Passage to read:
- League: MPBL
- Founded: 2018; 8 years ago
- History: Bataan Defenders 2018 Bataan Risers 2018–present
- Arena: Bataan People's Center Orion Sports Complex
- Location: Bataan
- Main sponsor: Camaya Coast
- Head coach: Goody Ilagan

= Bataan Risers =

Professional basketball team in Bataan, Philippines

The 1Bataan Risers, more commonly known as the Bataan Risers, are a Filipino professional basketball team based in the province of Bataan. The team competes in the Maharlika Pilipinas Basketball League (MPBL) as a member of the league's North Division. The team splits its home games between Bataan People's Center in Balanga and Orion Sports Complex in Orion.

The Bataan franchise began play in 2018 as one of the MPBL's charter teams, originally going by the Bataan Defenders before switching to its current name the following season. Bataan also fielded a team in 3x3 basketball in the Chooks-to-Go Pilipinas 3x3 and has also participated in the 2019 FIBA 3x3 World Tour as the Balanga Chooks.

The team made the playoffs in its first four seasons in the league and held the league's best record in the 2018–19 season under homegrown player Gary David and coach Jojo Lastimosa.

The Risers are one of four teams based in Central Luzon. Since its founding, the team is owned by the Provincial Government of Bataan. The team is also sponsored by Camaya Coast, a Bataan-based residential development, hence the team is also known as the 1Bataan Risers–Camaya Coast.

== History ==

=== 2018–2020: The Gary David era ===
Bataan joined the Maharlika Pilipinas Basketball League as one of the ten charter teams for the league's inaugural season. The Defenders were one of two Central Luzon teams at the time, the other being the Bulacan Kuyas. In their inaugural season, as the Bataan Defenders, the team barely made the playoffs as it shared a 2–7 record with the Imus Bandera, but was able to clinch the last spot as they beat Imus in their head-to-head matchup. The team was swept in the Quarterfinals to the eventual champion Batangas City Athletics.

For the 2018–19 season, the team changed its name to the Bataan Risers. Coincidentally, that season saw the team rise to the league's best record that season with a record of 23–2. After sweeping the Caloocan Supremos in the First Round, they would fall in an upset against the Manila Stars in the Division Semifinals.

Stored data:
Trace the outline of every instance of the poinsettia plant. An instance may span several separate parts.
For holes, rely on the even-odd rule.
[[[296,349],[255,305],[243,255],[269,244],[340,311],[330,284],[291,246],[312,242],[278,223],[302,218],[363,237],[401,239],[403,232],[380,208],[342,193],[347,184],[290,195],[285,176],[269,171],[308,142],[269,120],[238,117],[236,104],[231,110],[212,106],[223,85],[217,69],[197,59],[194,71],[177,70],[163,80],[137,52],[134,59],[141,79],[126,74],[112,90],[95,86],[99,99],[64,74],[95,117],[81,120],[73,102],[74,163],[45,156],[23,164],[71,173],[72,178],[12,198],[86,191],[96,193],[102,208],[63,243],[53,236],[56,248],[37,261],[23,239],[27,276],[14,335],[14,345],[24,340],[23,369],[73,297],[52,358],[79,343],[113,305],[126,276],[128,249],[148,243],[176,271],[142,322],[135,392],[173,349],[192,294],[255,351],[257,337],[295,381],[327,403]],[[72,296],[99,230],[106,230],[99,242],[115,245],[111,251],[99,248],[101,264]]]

Work instructions:
From the Bataan Risers article, list every team other than the Bataan franchise that the text names.

Output below:
Bulacan Kuyas, Imus Bandera, Batangas City Athletics, Caloocan Supremos, Manila Stars